> [Written request]: Write out every row below verbatim, in the same order and with no changes.

> [Source data]:
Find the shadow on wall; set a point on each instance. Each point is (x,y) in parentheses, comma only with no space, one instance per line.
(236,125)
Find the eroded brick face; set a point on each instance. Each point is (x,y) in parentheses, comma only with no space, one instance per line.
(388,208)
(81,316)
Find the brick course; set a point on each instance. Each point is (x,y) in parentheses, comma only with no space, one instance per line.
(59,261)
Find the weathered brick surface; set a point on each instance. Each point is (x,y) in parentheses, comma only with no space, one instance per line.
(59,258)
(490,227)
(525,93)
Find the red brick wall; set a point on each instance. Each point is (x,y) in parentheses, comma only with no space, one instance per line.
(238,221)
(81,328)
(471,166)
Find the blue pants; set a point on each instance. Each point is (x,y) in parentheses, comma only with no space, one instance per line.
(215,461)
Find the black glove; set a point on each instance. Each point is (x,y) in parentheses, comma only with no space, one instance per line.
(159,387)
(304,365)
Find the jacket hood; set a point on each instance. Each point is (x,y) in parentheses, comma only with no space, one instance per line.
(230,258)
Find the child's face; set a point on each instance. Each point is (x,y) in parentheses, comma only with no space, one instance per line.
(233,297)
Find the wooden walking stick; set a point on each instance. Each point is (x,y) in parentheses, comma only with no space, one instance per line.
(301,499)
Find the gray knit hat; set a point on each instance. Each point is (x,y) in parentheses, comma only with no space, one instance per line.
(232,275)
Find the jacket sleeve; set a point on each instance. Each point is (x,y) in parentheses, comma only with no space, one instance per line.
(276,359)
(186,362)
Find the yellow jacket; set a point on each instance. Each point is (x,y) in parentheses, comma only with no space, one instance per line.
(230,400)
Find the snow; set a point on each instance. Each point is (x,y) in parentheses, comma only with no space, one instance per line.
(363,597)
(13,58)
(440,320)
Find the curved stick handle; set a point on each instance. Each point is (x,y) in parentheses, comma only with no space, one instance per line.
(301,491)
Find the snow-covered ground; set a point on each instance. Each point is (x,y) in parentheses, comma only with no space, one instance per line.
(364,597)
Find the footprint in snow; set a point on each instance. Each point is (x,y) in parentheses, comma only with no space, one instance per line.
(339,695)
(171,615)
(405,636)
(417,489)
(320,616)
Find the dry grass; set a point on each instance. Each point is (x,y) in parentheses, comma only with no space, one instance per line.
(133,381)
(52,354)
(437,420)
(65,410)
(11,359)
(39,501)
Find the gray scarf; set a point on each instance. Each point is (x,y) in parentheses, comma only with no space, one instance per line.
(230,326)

> [Worked solution]:
Find the shadow on wall; set a point on each instance. Each point is (x,y) in parentheses, comma only with no space, one instance per line.
(236,125)
Find the eroded brick face; set a point on each instance. Each point is (x,y) in parentheses, comma only with no space, one instance per line.
(388,208)
(81,316)
Find the brick course; set a point on each instance. Each point is (x,y) in parentheses, comma only with no space, one instance per line.
(59,261)
Find the weathered brick surface; set a point on each instance. Each point is (x,y) in parentheses, comma only with no space, one instance per line.
(59,258)
(490,227)
(525,93)
Find the red brick wall; set a point on each instance. Each point is (x,y) in parentheses, comma only with no space, one instance per line.
(238,221)
(81,328)
(471,166)
Find the blue pants; set a point on each instance. Each point is (x,y) in parentheses, comma only with no space, one instance per line.
(215,461)
Find the black glove; set a point on each instance. Each point is (x,y) in parentheses, comma only with no space, one instance per line.
(159,387)
(304,365)
Find the jacket hood; set a point on each instance. Each point is (x,y) in parentheses, comma only with no space, one instance per line.
(230,258)
Find the child's face; set a point on each instance. Each point is (x,y) in parentheses, comma only with no space, one instance per line.
(233,297)
Find the wooden walking stick; set a point on each instance. Each point is (x,y) in parentheses, comma only with no space, one instance per line.
(301,499)
Find the gray knit hat; set a point on each instance. Each point is (x,y) in parentheses, comma only with no space, one instance per line.
(232,275)
Find the jacket sleeve; set a point on each instance. Each point is (x,y) in parentheses, comma only with no space, one instance per line.
(276,359)
(186,362)
Find the yellow jacket; set a point on each instance. Each point is (x,y) in parentheses, comma only with no space, one instance per line.
(230,400)
Find the snow; set a point on each instance. Each point is (x,y) in parentheses, comma only with no space, one instance per line.
(363,597)
(13,58)
(440,320)
Find the curved stick handle; set a point on each instance. Each point is (x,y) in parentheses, comma only with no space, one instance per line.
(301,491)
Find the snow-covered ground; set a point on each instance. Each point is (x,y) in parentheses, comma only with no space, one instance per line.
(364,597)
Find the footprint in snow; set a point on each instance. Each point is (x,y) in parentheses, comma only with no space, one instance per line.
(339,695)
(171,615)
(405,636)
(417,489)
(320,616)
Find the dry grass; set a point on each instance. Each point is (x,y) in parentheses, comma only with no space, one instance per line.
(133,381)
(52,354)
(437,420)
(65,410)
(11,359)
(39,501)
Find the gray scarf; set a point on each instance. Each point is (x,y) in parentheses, comma only with no space, one instance per line.
(230,326)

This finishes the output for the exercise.